**Entries provided**

*** Begin section ***

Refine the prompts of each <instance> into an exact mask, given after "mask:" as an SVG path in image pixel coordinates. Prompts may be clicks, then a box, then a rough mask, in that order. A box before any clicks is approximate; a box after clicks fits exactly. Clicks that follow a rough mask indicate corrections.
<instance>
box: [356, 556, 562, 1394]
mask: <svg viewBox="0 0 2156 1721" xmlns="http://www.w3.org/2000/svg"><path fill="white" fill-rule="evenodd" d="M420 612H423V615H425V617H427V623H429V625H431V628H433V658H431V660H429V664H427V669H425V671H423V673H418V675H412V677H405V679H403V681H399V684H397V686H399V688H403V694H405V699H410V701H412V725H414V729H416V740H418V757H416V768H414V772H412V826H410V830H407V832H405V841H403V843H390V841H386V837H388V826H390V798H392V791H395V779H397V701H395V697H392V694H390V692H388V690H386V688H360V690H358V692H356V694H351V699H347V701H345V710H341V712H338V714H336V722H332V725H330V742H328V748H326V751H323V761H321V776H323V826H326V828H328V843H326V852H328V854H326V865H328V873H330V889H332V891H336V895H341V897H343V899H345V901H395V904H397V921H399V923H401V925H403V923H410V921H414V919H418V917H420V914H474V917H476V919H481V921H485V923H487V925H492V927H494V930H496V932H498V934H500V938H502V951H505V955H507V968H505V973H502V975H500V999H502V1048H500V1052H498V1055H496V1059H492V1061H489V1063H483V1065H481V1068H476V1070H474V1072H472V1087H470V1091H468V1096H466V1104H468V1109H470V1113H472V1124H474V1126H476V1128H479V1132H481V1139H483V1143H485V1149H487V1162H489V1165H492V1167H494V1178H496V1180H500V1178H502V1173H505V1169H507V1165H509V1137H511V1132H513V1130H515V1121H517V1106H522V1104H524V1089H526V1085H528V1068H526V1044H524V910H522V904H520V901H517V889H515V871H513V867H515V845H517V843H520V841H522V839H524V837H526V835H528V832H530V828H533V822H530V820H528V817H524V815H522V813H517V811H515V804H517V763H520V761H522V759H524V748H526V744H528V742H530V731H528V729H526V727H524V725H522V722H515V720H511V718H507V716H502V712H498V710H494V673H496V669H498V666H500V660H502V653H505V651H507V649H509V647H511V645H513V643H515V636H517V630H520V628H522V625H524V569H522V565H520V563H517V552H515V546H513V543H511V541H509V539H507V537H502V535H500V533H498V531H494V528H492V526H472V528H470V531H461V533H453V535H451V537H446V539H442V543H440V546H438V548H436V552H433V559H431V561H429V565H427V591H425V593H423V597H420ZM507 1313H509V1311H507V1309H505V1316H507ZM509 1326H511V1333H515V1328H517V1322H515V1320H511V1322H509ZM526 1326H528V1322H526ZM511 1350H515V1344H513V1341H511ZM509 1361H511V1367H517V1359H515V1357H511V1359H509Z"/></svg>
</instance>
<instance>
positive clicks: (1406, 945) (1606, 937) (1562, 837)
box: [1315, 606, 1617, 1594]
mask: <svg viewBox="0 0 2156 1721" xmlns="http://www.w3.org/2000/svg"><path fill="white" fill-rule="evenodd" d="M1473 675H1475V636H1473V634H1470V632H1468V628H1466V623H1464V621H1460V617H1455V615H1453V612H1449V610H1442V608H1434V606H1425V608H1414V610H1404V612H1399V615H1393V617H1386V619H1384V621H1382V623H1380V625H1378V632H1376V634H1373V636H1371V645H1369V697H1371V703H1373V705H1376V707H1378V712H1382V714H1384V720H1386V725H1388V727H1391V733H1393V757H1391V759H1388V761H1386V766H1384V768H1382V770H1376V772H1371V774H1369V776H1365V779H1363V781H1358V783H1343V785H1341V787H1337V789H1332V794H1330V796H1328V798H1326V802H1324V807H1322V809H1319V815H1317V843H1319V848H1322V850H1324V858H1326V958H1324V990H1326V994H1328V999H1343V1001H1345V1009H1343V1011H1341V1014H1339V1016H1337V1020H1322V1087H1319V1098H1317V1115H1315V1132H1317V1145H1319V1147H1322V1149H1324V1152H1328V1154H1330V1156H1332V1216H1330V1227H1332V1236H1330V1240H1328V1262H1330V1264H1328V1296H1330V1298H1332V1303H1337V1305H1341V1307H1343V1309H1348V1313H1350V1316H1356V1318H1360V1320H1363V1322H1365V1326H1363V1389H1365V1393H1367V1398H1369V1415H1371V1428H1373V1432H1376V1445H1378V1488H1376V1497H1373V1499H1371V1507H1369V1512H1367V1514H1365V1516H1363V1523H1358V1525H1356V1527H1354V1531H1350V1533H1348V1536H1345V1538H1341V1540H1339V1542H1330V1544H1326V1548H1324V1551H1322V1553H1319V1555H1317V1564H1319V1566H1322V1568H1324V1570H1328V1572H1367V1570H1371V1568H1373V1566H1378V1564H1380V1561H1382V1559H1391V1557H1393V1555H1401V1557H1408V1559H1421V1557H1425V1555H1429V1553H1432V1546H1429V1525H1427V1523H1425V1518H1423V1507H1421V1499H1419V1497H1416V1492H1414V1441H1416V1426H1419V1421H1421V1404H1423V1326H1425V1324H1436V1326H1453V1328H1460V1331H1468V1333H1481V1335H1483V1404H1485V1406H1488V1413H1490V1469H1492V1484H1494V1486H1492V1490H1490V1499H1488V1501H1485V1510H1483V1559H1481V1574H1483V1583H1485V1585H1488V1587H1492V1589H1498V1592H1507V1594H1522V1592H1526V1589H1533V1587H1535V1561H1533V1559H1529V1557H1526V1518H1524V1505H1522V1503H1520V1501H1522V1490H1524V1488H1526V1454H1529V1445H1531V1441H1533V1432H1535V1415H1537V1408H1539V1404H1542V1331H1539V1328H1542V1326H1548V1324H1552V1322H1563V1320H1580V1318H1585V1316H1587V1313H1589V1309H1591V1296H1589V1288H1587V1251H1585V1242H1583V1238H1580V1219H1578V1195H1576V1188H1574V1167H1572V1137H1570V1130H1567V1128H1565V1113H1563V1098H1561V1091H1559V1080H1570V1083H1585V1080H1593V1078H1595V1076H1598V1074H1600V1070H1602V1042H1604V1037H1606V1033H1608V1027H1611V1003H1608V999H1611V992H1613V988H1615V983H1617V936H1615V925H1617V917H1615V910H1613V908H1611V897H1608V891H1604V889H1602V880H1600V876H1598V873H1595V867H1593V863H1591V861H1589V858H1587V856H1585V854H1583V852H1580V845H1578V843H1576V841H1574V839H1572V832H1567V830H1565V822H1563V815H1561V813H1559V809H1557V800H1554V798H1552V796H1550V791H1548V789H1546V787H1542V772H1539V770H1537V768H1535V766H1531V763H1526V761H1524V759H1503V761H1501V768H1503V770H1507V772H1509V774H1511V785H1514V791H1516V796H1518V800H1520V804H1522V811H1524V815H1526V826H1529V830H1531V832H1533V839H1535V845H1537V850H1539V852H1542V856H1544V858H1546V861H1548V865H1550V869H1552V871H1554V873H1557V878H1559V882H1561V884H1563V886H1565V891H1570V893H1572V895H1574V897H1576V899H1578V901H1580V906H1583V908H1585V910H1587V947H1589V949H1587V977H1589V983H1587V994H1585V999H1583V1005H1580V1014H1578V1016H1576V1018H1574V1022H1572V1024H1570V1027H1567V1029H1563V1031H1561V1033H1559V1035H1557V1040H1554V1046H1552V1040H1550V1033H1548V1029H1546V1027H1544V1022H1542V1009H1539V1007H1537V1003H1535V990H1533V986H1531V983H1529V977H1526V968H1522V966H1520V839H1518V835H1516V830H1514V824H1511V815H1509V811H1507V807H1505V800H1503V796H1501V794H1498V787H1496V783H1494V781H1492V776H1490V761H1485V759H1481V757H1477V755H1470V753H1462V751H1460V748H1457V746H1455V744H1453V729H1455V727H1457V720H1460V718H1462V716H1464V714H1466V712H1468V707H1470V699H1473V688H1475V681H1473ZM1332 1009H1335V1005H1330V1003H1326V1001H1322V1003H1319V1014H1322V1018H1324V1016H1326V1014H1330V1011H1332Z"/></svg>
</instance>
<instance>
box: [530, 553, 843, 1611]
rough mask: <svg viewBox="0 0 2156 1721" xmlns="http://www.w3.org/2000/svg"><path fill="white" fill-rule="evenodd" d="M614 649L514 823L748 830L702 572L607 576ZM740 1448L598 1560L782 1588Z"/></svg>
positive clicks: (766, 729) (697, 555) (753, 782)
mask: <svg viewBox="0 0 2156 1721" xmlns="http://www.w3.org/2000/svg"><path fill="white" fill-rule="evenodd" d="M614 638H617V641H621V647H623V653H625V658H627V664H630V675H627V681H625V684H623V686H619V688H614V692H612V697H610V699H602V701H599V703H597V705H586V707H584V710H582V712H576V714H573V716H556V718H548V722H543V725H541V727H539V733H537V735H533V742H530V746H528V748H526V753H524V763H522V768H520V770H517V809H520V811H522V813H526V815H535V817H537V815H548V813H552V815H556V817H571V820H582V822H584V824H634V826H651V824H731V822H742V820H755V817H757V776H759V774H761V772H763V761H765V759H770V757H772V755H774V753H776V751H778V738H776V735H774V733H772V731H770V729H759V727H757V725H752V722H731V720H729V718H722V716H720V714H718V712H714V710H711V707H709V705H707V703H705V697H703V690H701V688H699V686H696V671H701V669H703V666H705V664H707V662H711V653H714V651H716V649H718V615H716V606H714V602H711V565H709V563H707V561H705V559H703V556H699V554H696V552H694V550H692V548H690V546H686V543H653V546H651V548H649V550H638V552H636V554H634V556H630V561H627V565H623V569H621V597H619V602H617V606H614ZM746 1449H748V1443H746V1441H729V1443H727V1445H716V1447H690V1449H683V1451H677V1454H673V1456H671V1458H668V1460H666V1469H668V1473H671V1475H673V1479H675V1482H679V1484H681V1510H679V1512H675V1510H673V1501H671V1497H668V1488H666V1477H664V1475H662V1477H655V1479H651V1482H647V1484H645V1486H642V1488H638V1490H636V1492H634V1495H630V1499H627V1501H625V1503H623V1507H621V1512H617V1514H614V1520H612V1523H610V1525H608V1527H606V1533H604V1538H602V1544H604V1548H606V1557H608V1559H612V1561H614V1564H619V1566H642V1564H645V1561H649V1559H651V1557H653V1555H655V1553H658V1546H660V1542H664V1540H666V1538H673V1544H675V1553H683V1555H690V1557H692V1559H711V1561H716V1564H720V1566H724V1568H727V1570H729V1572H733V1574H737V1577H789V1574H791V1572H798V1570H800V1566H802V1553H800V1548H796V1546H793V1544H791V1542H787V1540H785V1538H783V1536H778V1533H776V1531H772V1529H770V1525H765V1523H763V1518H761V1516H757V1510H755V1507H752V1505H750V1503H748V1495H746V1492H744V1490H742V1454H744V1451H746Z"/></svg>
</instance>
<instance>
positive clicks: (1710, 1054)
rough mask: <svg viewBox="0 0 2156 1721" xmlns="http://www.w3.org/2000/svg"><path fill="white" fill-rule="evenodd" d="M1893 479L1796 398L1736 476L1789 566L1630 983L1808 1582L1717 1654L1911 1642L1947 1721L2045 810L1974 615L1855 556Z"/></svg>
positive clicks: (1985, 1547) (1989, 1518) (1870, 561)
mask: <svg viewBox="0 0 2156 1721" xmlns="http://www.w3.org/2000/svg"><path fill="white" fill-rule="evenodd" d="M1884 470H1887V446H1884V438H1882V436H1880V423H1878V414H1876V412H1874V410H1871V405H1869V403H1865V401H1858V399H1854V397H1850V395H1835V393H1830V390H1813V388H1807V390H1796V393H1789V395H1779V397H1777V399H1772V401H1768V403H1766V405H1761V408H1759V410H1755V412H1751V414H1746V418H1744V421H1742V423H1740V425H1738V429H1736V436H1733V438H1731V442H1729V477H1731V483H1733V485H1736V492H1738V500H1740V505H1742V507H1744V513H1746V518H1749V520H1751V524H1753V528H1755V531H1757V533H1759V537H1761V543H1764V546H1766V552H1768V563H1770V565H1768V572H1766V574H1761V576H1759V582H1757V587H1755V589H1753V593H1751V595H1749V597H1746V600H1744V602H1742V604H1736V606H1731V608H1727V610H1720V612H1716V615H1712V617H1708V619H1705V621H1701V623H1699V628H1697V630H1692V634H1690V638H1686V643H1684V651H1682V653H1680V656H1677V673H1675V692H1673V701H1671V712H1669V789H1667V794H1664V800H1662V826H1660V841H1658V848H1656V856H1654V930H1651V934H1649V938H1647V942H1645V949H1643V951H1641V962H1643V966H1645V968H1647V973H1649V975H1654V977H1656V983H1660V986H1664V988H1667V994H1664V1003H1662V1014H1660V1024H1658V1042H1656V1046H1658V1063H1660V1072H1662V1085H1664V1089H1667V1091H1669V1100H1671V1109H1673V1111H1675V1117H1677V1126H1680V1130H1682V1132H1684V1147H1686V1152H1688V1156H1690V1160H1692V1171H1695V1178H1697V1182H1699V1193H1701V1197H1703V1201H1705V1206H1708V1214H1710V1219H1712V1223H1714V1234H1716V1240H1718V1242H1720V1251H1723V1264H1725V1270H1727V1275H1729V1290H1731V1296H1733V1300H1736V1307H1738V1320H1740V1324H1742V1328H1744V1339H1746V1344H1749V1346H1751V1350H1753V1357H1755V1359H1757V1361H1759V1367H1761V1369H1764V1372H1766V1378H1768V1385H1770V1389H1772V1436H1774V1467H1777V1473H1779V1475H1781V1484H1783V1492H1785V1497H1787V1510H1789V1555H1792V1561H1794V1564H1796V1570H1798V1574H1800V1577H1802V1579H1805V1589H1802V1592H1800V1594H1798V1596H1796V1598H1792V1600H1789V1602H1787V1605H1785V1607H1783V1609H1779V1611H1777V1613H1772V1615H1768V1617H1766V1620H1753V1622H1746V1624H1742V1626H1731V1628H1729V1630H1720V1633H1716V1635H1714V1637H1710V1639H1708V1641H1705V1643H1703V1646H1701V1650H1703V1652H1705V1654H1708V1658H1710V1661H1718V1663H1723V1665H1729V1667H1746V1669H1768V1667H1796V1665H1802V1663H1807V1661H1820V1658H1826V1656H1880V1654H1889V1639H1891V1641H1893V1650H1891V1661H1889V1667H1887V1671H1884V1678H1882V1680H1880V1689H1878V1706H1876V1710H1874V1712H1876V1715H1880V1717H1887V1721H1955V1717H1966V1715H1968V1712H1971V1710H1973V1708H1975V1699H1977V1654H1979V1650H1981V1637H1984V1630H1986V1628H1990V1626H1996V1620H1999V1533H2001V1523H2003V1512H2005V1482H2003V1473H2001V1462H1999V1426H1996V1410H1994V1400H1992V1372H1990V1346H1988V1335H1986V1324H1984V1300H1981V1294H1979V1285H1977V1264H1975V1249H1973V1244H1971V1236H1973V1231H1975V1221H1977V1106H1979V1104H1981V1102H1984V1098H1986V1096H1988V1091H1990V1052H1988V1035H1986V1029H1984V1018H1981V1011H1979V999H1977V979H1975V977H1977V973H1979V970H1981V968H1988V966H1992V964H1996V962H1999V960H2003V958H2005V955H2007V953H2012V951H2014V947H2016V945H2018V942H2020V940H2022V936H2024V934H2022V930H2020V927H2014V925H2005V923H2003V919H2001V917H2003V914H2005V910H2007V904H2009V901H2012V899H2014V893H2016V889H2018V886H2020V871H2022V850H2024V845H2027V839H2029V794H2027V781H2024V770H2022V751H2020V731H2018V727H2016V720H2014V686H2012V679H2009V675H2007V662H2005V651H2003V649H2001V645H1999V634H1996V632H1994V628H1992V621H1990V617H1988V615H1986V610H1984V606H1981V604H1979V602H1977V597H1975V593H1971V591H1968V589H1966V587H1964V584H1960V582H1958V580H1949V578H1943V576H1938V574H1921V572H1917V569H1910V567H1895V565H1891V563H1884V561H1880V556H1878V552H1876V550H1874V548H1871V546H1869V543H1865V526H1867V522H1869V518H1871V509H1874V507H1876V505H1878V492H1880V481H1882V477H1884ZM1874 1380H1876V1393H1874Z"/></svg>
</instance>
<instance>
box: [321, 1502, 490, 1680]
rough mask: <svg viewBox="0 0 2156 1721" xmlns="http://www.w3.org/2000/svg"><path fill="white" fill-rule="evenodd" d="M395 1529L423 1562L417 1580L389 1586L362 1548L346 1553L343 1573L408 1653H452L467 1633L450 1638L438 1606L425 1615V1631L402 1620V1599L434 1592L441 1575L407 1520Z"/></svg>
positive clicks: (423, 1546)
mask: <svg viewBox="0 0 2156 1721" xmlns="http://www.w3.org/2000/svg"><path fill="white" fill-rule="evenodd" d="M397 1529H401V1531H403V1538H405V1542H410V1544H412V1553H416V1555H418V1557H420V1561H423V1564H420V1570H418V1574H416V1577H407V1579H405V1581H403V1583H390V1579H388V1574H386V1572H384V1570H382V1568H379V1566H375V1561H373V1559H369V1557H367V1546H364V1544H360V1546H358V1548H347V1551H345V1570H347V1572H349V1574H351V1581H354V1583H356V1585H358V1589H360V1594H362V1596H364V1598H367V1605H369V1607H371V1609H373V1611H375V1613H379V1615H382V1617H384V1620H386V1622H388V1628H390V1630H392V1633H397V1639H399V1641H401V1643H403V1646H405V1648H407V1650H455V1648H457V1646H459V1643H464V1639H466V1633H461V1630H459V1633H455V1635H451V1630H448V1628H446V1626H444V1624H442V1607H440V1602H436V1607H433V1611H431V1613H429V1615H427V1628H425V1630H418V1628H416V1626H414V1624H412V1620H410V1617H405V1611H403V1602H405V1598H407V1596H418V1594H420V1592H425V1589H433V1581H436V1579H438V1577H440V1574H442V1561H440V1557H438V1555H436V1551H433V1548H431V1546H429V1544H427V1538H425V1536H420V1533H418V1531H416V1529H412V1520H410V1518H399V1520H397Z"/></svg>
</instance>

*** End section ***

**Problem details**
Print the lines of the entries, exactly, from the one containing "box: [321, 1502, 490, 1680]" down to the final line, and leave out all the others.

**Response box**
box: [321, 1502, 490, 1680]
rough mask: <svg viewBox="0 0 2156 1721" xmlns="http://www.w3.org/2000/svg"><path fill="white" fill-rule="evenodd" d="M395 1529L423 1562L417 1580L389 1586L362 1548L346 1553L343 1573L408 1653H452L467 1633L450 1638L438 1606L425 1615V1631L402 1620V1599L434 1592L441 1575L407 1520Z"/></svg>
positive clicks: (423, 1546)
mask: <svg viewBox="0 0 2156 1721" xmlns="http://www.w3.org/2000/svg"><path fill="white" fill-rule="evenodd" d="M397 1529H401V1531H403V1538H405V1542H410V1544H412V1553H416V1555H418V1557H420V1561H423V1564H420V1570H418V1574H416V1577H407V1579H405V1581H403V1583H390V1579H388V1574H386V1572H384V1570H382V1568H379V1566H375V1561H373V1559H369V1557H367V1546H364V1544H360V1546H358V1548H347V1551H345V1570H347V1572H349V1574H351V1581H354V1583H356V1585H358V1589H360V1594H362V1596H364V1598H367V1605H369V1607H371V1609H373V1611H375V1613H379V1615H382V1617H384V1620H386V1622H388V1628H390V1630H392V1633H397V1639H399V1641H401V1643H403V1646H405V1648H407V1650H455V1648H457V1646H459V1643H464V1639H466V1633H461V1630H459V1633H455V1635H451V1630H448V1628H446V1626H444V1624H442V1607H440V1602H436V1607H433V1611H431V1613H429V1615H427V1628H425V1630H418V1628H416V1626H414V1624H412V1620H410V1617H405V1611H403V1602H405V1598H407V1596H418V1594H420V1592H425V1589H433V1581H436V1579H438V1577H440V1574H442V1561H440V1557H438V1555H436V1551H433V1548H431V1546H429V1544H427V1538H425V1536H420V1533H418V1531H416V1529H412V1520H410V1518H399V1520H397Z"/></svg>
</instance>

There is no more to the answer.